• Segmento de texto
Não devemos duvidar de que os portos serão, para Portugal, peças estratégicas essenciais no atual contexto de globalização e de crescimento do comércio mundial e, logo, do transporte internacional de mercadorias. Mais ainda, se atentarmos aos sinais que nos chegam da União Europeia relativamente à penalização gradual, mas crescente, do transporte rodoviário, através de políticas (as designadas políticas de greening transport) que visam a sua substituição parcial por outros meios, inclusivamente pelo transporte marítimo.

Daí que não nos possamos conformar com o reduzido setor de transportes marítimos que hoje temos em Portugal. Torna-se necessário expandi-lo e, para isso, é imperativo torná-lo mais competitivo e, desde logo, mais atrativo, o que exige a adoção de novas políticas públicas que o apoiem ou, pelo menos, que não deixem o setor numa posição de inferioridade relativamente ao tratamento que recebe nos demais Estados costeiros da União Europeia.

O País precisa também de contar com portos e transportes marítimos competitivos, na medida em que eles são instrumentais para o desenvolvimento de outro grande domínio da economia do mar: a energia.

Com efeito, é pelos nossos portos que nos chega uma grande parte da energia que importamos, o que demonstra bem que existe uma estreita ligação entre o setor do mar e o setor da energia em Portugal. Aliás, o transporte marítimo de energia fóssil – gás e petróleo – é importante não apenas para Portugal, mas para a segurança energética de toda a Europa, que assim dependerá menos de pipelines originários de países com quem teve diferendos sobre energia nos últimos anos. Portugal possui, no porto de Sines, um dos poucos terminais de gás natural liquefeito da Europa. Trata-se de um ativo estratégico nacional que não deve ser menosprezado.

Ainda no que diz respeito aos combustíveis fósseis, é evidente que o mar não releva apenas como meio de transporte, sendo já hoje essencial à própria produção: cerca de 40 por cento do petróleo e 60 por cento do gás natural que consumimos na Europa provêm de jazidas subaquáticas. A previsível exaustão de fontes de combustíveis fósseis em terra firme e o tendencial aumento da procura, associado ao crescimento das grandes economias emergentes, leva-nos a crer que Portugal deverá perspetivar, no futuro próximo, uma prospeção séria e ambiciosa dos fundos marinhos e do subsolo das áreas marítimas que se encontram sob sua jurisdição.

O mar é interessante, também, para o desenvolvimento de indústrias de energias renováveis. O Pacote Europeu para a Energia e o Clima não deixa margem para dúvidas: estas indústrias serão essenciais para o cumprimento dos objetivos acordados para 2020, nomeadamente o que estipula a obrigação de gerar, na União Europeia, 20 por cento de energia renovável. Por essa razão, temos assistido, nos últimos anos, a uma verdadeira corrida à promoção e ao desenvolvimento de grandes parques eólicos offshore no Mar do Norte. No contexto europeu, Portugal dispõe dos maiores espaços marítimos e de relevantes recursos naturais, pelo que deverá juntar-se a essa corrida. Nessa perspetiva, seria importante, entre outras medidas, a preparação de infraestruturas (a começar pela instalação de cabos elétricos submarinos e a sua ligação à rede elétrica nacional) e a existência de um enquadramento legal facilitador de licenciamentos e da atribuição de concessões de espaço no domínio público marítimo.

• Excertos de dados
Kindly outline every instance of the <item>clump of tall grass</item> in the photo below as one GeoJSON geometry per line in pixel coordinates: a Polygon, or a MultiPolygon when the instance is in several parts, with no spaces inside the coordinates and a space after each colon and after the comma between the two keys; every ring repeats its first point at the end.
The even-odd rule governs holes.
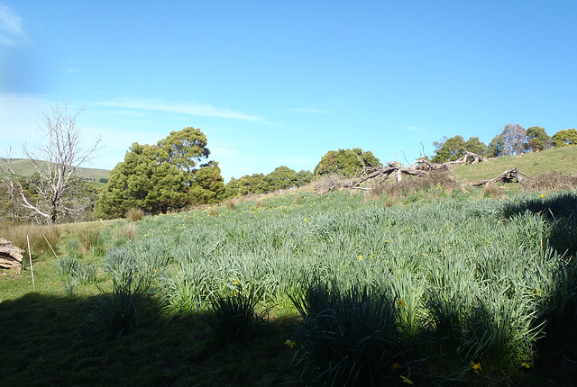
{"type": "Polygon", "coordinates": [[[64,292],[73,296],[78,288],[86,284],[94,284],[98,275],[98,267],[78,261],[72,256],[58,258],[54,264],[64,292]]]}
{"type": "Polygon", "coordinates": [[[78,247],[84,254],[91,253],[100,243],[100,230],[82,228],[78,231],[78,247]]]}
{"type": "Polygon", "coordinates": [[[268,327],[270,308],[259,311],[261,292],[236,286],[228,294],[213,295],[206,310],[207,320],[222,343],[245,342],[268,327]]]}
{"type": "Polygon", "coordinates": [[[113,278],[113,292],[88,302],[84,306],[87,335],[104,333],[109,339],[133,333],[139,325],[143,299],[142,289],[131,274],[113,278]]]}
{"type": "Polygon", "coordinates": [[[328,385],[381,384],[400,353],[395,306],[386,290],[312,279],[289,297],[304,320],[299,364],[328,385]]]}
{"type": "Polygon", "coordinates": [[[144,219],[144,212],[140,208],[131,208],[126,212],[125,218],[131,222],[142,220],[144,219]]]}
{"type": "Polygon", "coordinates": [[[151,291],[151,275],[142,273],[136,257],[121,248],[106,253],[102,267],[112,278],[113,291],[85,305],[84,330],[88,335],[103,332],[108,338],[120,338],[138,328],[144,298],[151,291]]]}

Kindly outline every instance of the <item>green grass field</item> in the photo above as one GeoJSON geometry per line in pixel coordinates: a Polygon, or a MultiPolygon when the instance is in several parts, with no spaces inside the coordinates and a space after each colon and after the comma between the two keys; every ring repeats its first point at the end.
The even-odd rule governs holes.
{"type": "Polygon", "coordinates": [[[21,230],[36,291],[30,265],[0,277],[0,384],[570,385],[577,192],[499,194],[60,226],[59,259],[21,230]]]}
{"type": "Polygon", "coordinates": [[[564,175],[577,175],[577,146],[526,153],[521,156],[504,156],[455,168],[452,171],[452,175],[463,183],[470,183],[496,177],[502,172],[516,166],[531,177],[551,171],[559,171],[564,175]]]}

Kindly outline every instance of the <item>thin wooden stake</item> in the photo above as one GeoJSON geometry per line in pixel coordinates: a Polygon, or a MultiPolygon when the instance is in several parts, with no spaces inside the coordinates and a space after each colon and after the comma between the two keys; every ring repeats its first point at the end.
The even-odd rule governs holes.
{"type": "Polygon", "coordinates": [[[34,282],[34,267],[32,266],[32,254],[30,252],[30,238],[26,236],[26,242],[28,242],[28,257],[30,258],[30,273],[32,274],[32,289],[36,291],[36,283],[34,282]]]}

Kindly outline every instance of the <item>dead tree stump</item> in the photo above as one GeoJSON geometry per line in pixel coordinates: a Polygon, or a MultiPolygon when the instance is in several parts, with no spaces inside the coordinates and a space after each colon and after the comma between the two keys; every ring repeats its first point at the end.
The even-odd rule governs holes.
{"type": "Polygon", "coordinates": [[[23,252],[10,240],[0,238],[0,269],[14,269],[19,274],[23,268],[23,252]]]}

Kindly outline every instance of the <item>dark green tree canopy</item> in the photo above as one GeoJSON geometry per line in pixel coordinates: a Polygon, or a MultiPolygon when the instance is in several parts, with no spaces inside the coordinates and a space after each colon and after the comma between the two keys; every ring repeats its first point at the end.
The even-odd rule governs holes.
{"type": "Polygon", "coordinates": [[[379,158],[375,158],[371,151],[363,152],[361,148],[329,150],[315,167],[314,176],[319,177],[323,175],[340,174],[353,176],[364,167],[381,166],[379,158]]]}
{"type": "Polygon", "coordinates": [[[215,161],[200,166],[190,187],[191,204],[215,204],[224,198],[224,179],[215,161]]]}
{"type": "Polygon", "coordinates": [[[288,189],[298,185],[298,175],[288,166],[282,166],[267,175],[265,180],[269,185],[269,191],[288,189]]]}
{"type": "Polygon", "coordinates": [[[447,161],[454,161],[465,155],[465,149],[470,152],[484,155],[487,149],[478,137],[472,137],[467,141],[460,136],[456,135],[450,139],[444,137],[438,141],[433,143],[435,146],[435,156],[431,161],[434,163],[445,163],[447,161]]]}
{"type": "Polygon", "coordinates": [[[574,128],[559,130],[553,135],[551,140],[553,140],[555,148],[577,145],[577,130],[574,128]]]}
{"type": "Polygon", "coordinates": [[[195,172],[202,159],[210,155],[206,136],[197,129],[188,127],[171,131],[158,142],[159,162],[166,161],[182,171],[195,172]]]}
{"type": "Polygon", "coordinates": [[[99,216],[122,217],[131,208],[166,213],[222,200],[218,164],[197,167],[209,154],[206,137],[194,128],[172,131],[156,146],[133,143],[102,189],[99,216]]]}
{"type": "Polygon", "coordinates": [[[239,179],[234,177],[224,185],[226,197],[244,196],[249,194],[264,194],[269,192],[269,184],[264,174],[245,175],[239,179]]]}

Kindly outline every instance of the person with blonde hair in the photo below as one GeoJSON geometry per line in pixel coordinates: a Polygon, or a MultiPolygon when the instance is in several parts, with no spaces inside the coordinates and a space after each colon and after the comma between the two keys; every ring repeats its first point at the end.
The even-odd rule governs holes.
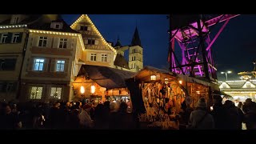
{"type": "Polygon", "coordinates": [[[201,98],[197,103],[196,110],[190,116],[188,129],[211,130],[214,129],[214,121],[207,112],[206,99],[201,98]]]}

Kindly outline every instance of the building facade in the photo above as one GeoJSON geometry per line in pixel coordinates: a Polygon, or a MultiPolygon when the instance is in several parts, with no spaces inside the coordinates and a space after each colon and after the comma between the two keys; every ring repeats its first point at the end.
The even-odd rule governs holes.
{"type": "Polygon", "coordinates": [[[26,24],[21,14],[6,15],[0,22],[0,100],[15,99],[26,39],[26,24]]]}
{"type": "Polygon", "coordinates": [[[0,14],[0,100],[72,101],[83,65],[140,70],[137,27],[130,45],[118,42],[105,40],[86,14],[70,26],[58,14],[0,14]]]}
{"type": "Polygon", "coordinates": [[[256,101],[256,80],[219,82],[221,91],[231,95],[234,100],[245,102],[246,98],[256,101]]]}
{"type": "Polygon", "coordinates": [[[31,26],[22,70],[20,101],[70,100],[84,50],[81,34],[62,19],[31,26]]]}

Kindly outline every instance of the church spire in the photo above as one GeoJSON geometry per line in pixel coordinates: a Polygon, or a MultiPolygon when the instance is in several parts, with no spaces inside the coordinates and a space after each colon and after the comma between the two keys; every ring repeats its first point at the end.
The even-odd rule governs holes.
{"type": "Polygon", "coordinates": [[[139,38],[139,36],[138,36],[137,26],[134,34],[133,40],[131,41],[131,43],[130,43],[130,46],[139,46],[142,47],[141,43],[141,39],[139,38]]]}

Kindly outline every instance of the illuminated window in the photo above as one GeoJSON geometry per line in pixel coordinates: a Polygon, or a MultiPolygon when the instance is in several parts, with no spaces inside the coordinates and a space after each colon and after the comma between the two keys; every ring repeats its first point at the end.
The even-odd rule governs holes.
{"type": "Polygon", "coordinates": [[[42,71],[44,62],[44,59],[34,59],[34,70],[42,71]]]}
{"type": "Polygon", "coordinates": [[[14,23],[18,23],[18,19],[19,19],[18,17],[15,17],[14,18],[14,23]]]}
{"type": "Polygon", "coordinates": [[[90,31],[90,26],[80,26],[80,30],[90,31]]]}
{"type": "Polygon", "coordinates": [[[50,88],[50,97],[53,98],[61,99],[62,96],[62,87],[51,87],[50,88]]]}
{"type": "Polygon", "coordinates": [[[90,54],[90,61],[96,61],[96,54],[90,54]]]}
{"type": "Polygon", "coordinates": [[[42,93],[42,87],[32,86],[30,91],[30,99],[41,99],[42,93]]]}
{"type": "Polygon", "coordinates": [[[66,48],[67,38],[60,38],[58,48],[66,48]]]}
{"type": "Polygon", "coordinates": [[[39,38],[38,46],[46,47],[46,43],[47,43],[47,37],[40,37],[39,38]]]}
{"type": "Polygon", "coordinates": [[[65,66],[65,61],[56,62],[56,71],[63,72],[65,66]]]}
{"type": "Polygon", "coordinates": [[[102,54],[102,62],[106,62],[107,54],[102,54]]]}
{"type": "Polygon", "coordinates": [[[8,37],[8,34],[2,34],[2,37],[1,37],[1,43],[6,43],[6,38],[8,37]]]}
{"type": "Polygon", "coordinates": [[[94,39],[88,39],[88,44],[89,45],[94,45],[95,40],[94,39]]]}
{"type": "Polygon", "coordinates": [[[225,83],[223,83],[222,86],[223,88],[226,88],[226,85],[225,83]]]}
{"type": "Polygon", "coordinates": [[[19,33],[14,33],[13,35],[12,43],[17,43],[18,38],[19,37],[19,33]]]}

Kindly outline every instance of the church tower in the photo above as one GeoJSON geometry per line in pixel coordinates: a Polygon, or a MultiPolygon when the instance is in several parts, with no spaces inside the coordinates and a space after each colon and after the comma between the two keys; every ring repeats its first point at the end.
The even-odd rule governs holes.
{"type": "Polygon", "coordinates": [[[129,47],[129,66],[131,71],[134,72],[139,71],[143,68],[143,48],[137,26],[129,47]]]}

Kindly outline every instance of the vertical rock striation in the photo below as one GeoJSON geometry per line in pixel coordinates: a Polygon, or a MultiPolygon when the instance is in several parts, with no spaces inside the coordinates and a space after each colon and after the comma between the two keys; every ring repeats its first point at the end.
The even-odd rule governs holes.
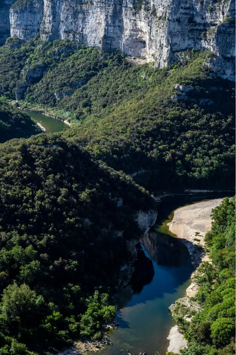
{"type": "Polygon", "coordinates": [[[42,0],[20,0],[15,2],[10,12],[11,36],[25,39],[38,33],[43,9],[42,0]]]}
{"type": "Polygon", "coordinates": [[[16,1],[0,1],[0,45],[4,44],[7,38],[11,36],[9,11],[11,6],[16,1]]]}
{"type": "MultiPolygon", "coordinates": [[[[13,0],[5,0],[5,1],[13,0]]],[[[208,50],[223,78],[235,70],[235,0],[19,0],[10,11],[12,36],[69,38],[145,56],[158,67],[186,49],[208,50]]]]}

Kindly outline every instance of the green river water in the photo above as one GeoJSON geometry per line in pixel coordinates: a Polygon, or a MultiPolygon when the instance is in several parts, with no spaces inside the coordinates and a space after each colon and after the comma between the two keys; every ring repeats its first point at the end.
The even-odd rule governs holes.
{"type": "Polygon", "coordinates": [[[155,225],[140,242],[144,253],[138,253],[135,263],[135,277],[133,274],[130,283],[134,294],[117,313],[120,326],[109,334],[115,345],[107,346],[100,355],[126,354],[127,350],[131,354],[155,355],[158,351],[165,354],[167,337],[174,325],[168,307],[186,295],[194,269],[186,247],[170,232],[167,223],[179,207],[225,196],[224,192],[163,199],[155,225]]]}
{"type": "MultiPolygon", "coordinates": [[[[46,132],[62,131],[68,126],[62,121],[27,110],[46,132]]],[[[135,270],[130,282],[134,291],[131,300],[118,311],[115,320],[120,326],[111,331],[113,345],[99,355],[120,355],[145,351],[165,354],[167,337],[174,325],[168,307],[186,295],[194,270],[186,247],[169,230],[167,223],[178,207],[204,200],[224,197],[225,192],[182,195],[163,198],[159,203],[155,225],[140,241],[135,270]]],[[[229,195],[228,196],[231,196],[229,195]]]]}
{"type": "Polygon", "coordinates": [[[40,123],[45,128],[46,131],[45,132],[46,132],[54,133],[55,132],[63,131],[64,128],[68,128],[69,127],[68,125],[63,121],[56,120],[53,117],[50,117],[46,115],[34,112],[28,110],[24,110],[24,111],[27,113],[36,122],[40,123]]]}

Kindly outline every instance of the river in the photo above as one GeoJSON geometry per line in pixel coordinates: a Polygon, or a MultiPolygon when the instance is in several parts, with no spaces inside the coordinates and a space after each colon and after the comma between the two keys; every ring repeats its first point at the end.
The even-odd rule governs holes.
{"type": "Polygon", "coordinates": [[[117,313],[115,320],[120,326],[109,334],[114,345],[107,346],[100,355],[126,354],[127,350],[132,354],[145,351],[147,355],[155,355],[157,351],[165,354],[169,343],[166,338],[174,325],[168,307],[186,295],[194,269],[186,247],[169,231],[167,223],[179,207],[226,195],[179,195],[163,199],[155,225],[138,246],[130,283],[134,294],[117,313]]]}
{"type": "MultiPolygon", "coordinates": [[[[68,126],[63,121],[42,114],[26,110],[30,116],[52,133],[68,126]],[[41,122],[40,121],[43,121],[41,122]]],[[[167,223],[178,207],[190,203],[225,197],[225,192],[166,197],[159,203],[156,223],[137,246],[138,258],[130,282],[134,294],[125,307],[119,311],[115,320],[120,326],[111,331],[112,345],[100,355],[120,355],[145,351],[165,354],[167,339],[174,325],[168,310],[176,300],[186,295],[194,271],[186,247],[170,231],[167,223]]]]}
{"type": "Polygon", "coordinates": [[[28,114],[31,118],[38,122],[45,129],[47,133],[54,133],[63,131],[64,128],[68,128],[68,125],[60,120],[56,120],[42,113],[34,112],[28,110],[24,110],[24,111],[28,114]],[[41,122],[42,121],[42,122],[41,122]]]}

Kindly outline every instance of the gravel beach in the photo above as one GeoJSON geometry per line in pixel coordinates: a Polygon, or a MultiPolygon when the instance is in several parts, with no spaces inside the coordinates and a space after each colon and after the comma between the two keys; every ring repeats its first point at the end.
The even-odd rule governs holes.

• Ações necessárias
(1) Reescreva o segmento de texto desde "O País precisa" até "mar: a energia.", inclusive, trocando "competitivos" por "eficientes".
(2) Conte quantas linhas da listagem contêm a palavra "beach", levando em conta maiúsculas e minúsculas, e indique apenas o número.

• Respostas
(1)
O País precisa também de contar com portos e transportes marítimos eficientes, na medida em que eles são instrumentais para o desenvolvimento de outro grande domínio da economia do mar: a energia.

(2) 1